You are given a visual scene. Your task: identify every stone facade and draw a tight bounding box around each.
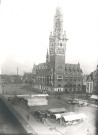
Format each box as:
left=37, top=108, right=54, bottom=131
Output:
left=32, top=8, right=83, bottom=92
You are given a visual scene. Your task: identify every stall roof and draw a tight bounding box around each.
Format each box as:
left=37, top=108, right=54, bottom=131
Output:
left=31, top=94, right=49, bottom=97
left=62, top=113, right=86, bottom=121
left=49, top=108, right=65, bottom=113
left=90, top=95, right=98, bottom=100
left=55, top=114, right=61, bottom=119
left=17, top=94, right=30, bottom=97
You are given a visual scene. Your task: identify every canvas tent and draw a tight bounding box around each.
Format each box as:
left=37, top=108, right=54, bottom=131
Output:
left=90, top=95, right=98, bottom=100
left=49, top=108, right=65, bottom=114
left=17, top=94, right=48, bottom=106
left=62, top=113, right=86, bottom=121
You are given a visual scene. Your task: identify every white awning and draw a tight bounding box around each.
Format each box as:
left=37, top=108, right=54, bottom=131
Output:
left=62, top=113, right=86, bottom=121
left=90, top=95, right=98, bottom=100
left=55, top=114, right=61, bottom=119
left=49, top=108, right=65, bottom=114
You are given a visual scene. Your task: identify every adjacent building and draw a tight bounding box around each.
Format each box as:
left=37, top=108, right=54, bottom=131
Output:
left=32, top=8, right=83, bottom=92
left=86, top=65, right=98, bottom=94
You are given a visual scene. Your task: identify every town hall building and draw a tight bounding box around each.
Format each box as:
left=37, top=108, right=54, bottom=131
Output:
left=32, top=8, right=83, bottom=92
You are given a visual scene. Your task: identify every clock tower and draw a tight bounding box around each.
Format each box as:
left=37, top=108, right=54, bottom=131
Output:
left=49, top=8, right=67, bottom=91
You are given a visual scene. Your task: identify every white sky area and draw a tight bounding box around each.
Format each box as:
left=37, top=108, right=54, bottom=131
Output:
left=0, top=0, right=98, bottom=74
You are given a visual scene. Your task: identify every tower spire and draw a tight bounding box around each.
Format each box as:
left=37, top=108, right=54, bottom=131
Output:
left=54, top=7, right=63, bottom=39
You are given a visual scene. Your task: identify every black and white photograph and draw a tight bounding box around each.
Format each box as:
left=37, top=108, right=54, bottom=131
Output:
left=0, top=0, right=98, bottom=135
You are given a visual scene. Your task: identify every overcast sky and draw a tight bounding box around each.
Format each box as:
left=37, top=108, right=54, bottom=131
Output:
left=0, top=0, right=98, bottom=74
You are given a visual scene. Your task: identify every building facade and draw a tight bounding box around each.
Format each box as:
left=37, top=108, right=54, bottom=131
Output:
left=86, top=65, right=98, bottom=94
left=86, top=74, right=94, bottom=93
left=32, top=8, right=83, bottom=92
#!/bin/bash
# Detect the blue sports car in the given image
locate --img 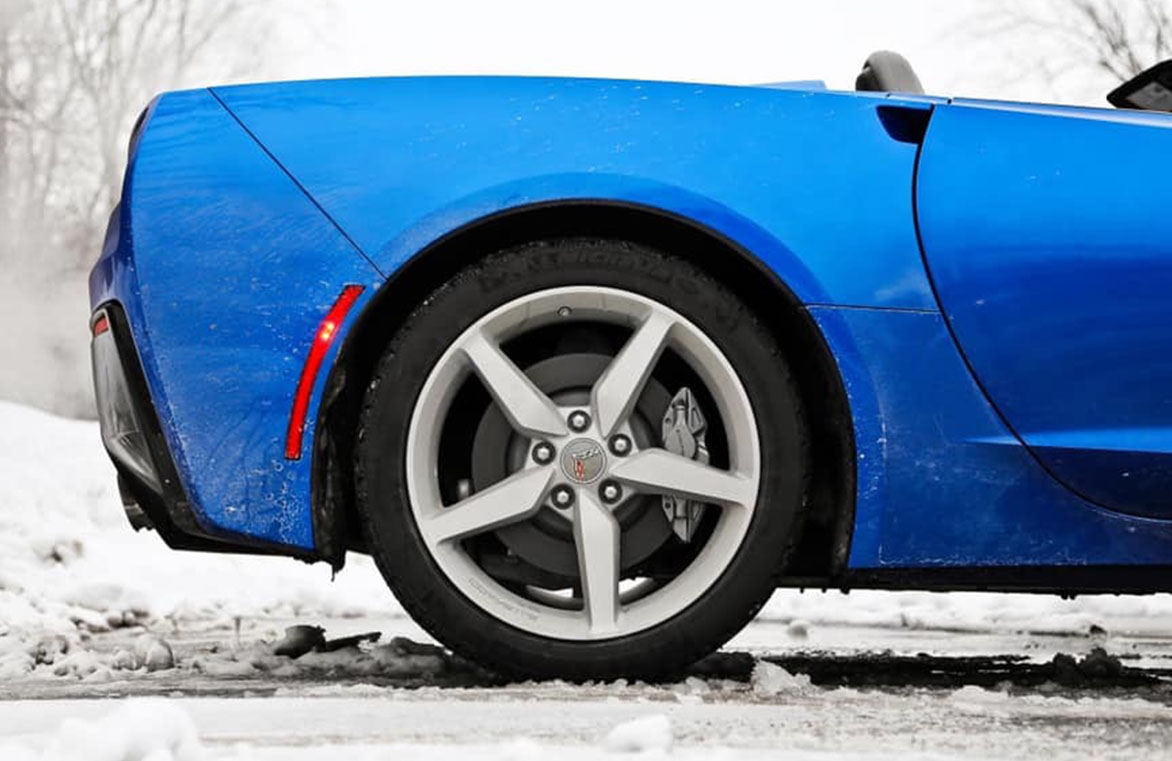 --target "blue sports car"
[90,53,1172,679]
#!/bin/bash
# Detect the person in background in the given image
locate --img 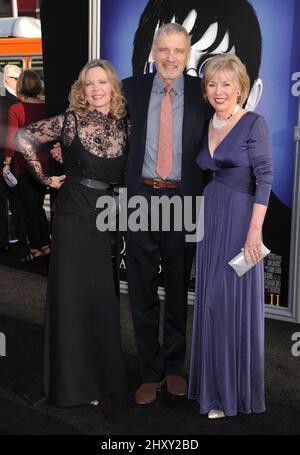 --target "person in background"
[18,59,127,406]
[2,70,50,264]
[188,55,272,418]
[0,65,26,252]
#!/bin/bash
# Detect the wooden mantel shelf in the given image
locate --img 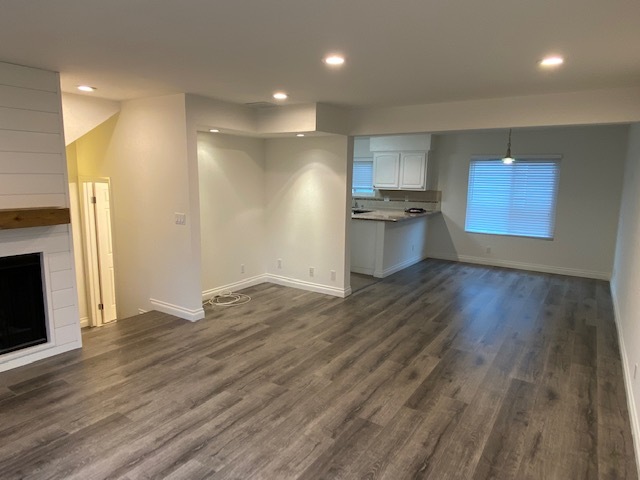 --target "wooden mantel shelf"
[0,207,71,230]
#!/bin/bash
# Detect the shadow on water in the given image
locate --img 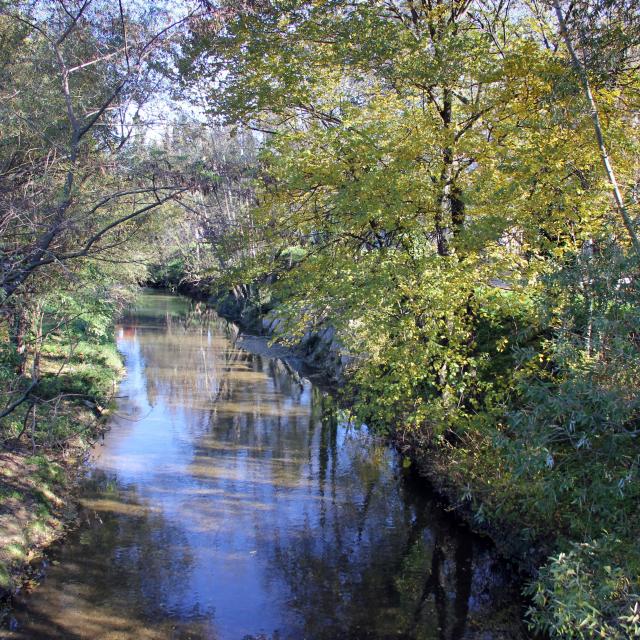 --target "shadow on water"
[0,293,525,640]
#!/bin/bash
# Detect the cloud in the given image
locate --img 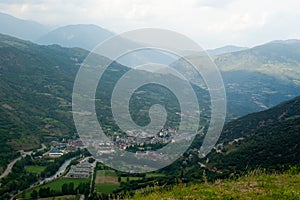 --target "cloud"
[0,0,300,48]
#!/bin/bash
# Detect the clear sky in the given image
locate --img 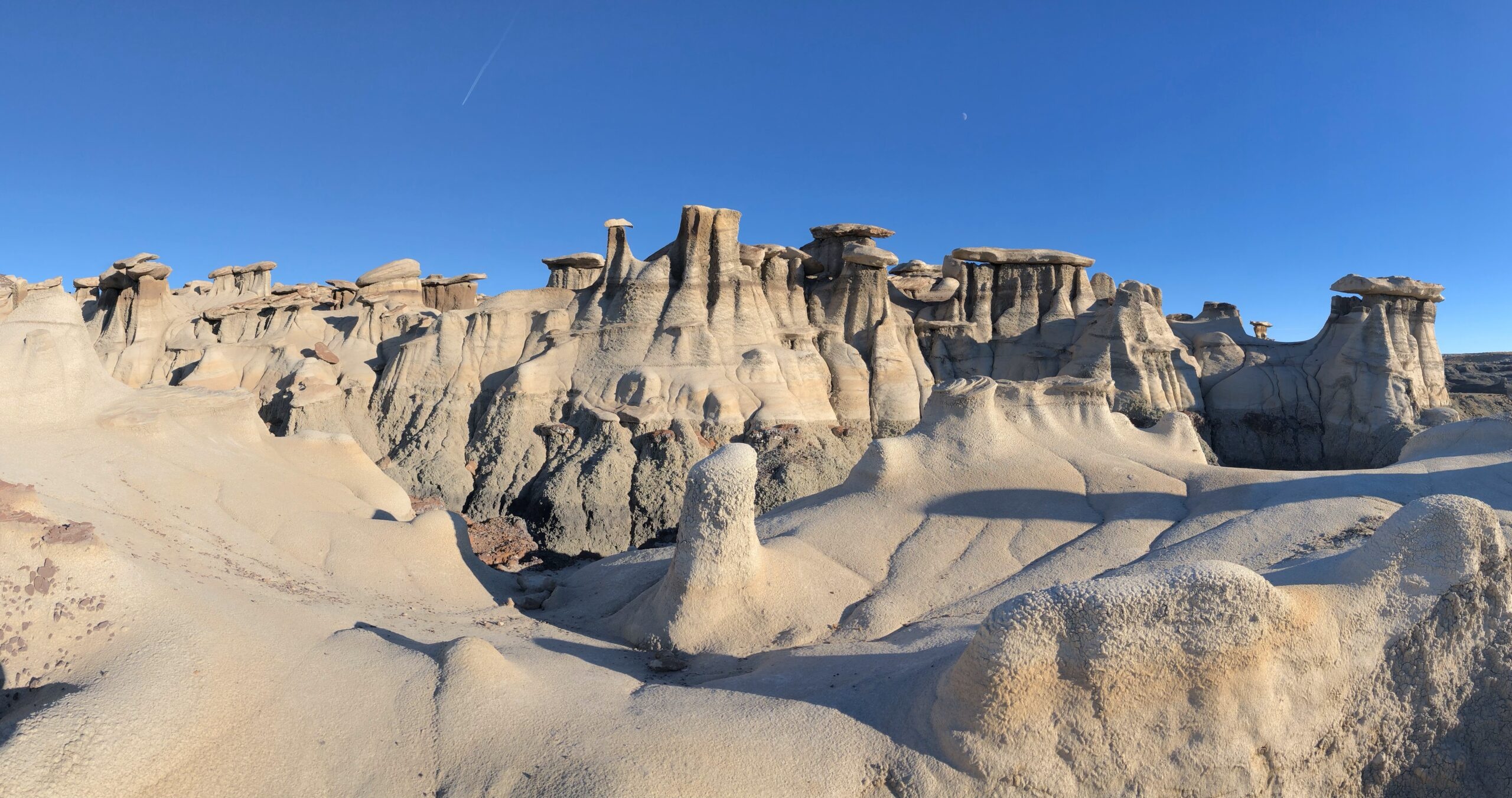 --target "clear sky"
==*==
- [WRITTEN INSTRUCTION] Starting at the first line of the records above and ending at the line that contains "left=17, top=94, right=30, bottom=97", lay out each line as a row of a Markdown table with the columns Row and Line. Leave out blank lines and the pictures.

- [SOLUTION TO THIS PROBLEM]
| Row | Line |
|---|---|
| 1 | You are given a visual scene. Your task: identify every stone facade and draw a tight bounding box around each. |
| 2 | Format each box as: |
| 3 | left=37, top=108, right=54, bottom=131 |
| 4 | Output: |
| 5 | left=32, top=8, right=83, bottom=92 |
| 6 | You are given a visual scene. Your task: identify every stall roof and draw a tight bounding box around each. |
| 7 | Format each box as: |
| 8 | left=37, top=108, right=54, bottom=131 |
| 9 | Output: |
| 10 | left=31, top=94, right=49, bottom=97 |
| 11 | left=62, top=113, right=86, bottom=121 |
| 12 | left=49, top=108, right=65, bottom=113 |
| 13 | left=90, top=95, right=98, bottom=100 |
| 14 | left=55, top=114, right=61, bottom=119 |
| 15 | left=17, top=94, right=30, bottom=97 |